**EXTRACTED MATERIAL:**
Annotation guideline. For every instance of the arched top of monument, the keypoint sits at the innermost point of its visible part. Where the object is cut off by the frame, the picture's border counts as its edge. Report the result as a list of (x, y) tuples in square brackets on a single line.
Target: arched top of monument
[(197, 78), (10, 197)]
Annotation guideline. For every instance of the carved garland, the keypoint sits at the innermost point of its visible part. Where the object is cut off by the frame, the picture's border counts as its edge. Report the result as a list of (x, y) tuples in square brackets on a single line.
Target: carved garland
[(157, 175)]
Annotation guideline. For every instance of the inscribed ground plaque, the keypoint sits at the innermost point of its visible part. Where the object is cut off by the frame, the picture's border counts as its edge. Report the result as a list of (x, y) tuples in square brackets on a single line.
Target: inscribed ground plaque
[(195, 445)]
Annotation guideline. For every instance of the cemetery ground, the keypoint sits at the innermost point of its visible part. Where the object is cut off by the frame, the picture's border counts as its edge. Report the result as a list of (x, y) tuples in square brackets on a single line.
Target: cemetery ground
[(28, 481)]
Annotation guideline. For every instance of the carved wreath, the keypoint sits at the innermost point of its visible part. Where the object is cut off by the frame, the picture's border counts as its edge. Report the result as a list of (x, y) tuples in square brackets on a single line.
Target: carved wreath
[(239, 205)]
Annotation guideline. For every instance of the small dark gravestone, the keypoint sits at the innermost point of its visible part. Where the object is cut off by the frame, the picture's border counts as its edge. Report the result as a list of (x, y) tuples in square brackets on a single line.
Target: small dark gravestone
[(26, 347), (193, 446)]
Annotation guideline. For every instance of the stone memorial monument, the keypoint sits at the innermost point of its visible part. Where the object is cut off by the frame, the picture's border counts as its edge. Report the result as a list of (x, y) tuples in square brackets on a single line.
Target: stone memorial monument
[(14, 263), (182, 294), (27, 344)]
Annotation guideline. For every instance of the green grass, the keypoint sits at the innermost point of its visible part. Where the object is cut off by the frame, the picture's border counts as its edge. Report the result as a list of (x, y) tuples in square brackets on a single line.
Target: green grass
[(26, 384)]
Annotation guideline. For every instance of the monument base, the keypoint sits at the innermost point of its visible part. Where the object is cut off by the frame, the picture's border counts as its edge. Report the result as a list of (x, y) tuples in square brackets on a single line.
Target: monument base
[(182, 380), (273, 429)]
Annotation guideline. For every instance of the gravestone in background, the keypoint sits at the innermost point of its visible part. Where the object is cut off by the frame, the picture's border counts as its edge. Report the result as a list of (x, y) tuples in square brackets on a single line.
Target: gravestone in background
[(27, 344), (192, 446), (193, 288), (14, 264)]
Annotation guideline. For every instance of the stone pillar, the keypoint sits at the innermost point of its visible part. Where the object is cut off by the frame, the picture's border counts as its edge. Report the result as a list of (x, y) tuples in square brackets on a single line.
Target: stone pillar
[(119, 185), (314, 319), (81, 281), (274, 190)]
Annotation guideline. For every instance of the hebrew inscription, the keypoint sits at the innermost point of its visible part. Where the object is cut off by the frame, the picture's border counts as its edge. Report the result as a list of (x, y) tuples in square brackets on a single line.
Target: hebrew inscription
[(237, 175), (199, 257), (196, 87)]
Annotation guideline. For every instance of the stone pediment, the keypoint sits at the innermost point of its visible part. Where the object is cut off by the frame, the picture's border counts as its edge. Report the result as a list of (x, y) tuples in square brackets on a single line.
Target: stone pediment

**PROBLEM DESCRIPTION:**
Check each line of the listing above. Copy it if it holds the string "pediment".

**SOLUTION:**
Annotation guideline. For every instance of the stone pediment, the keypoint sits at the innermost point of its visible part. Where the object is cut off by the frame, the picture's border counts as its edge. Report the result as a list of (x, y) tuples in square brackets on a single line.
Target: stone pediment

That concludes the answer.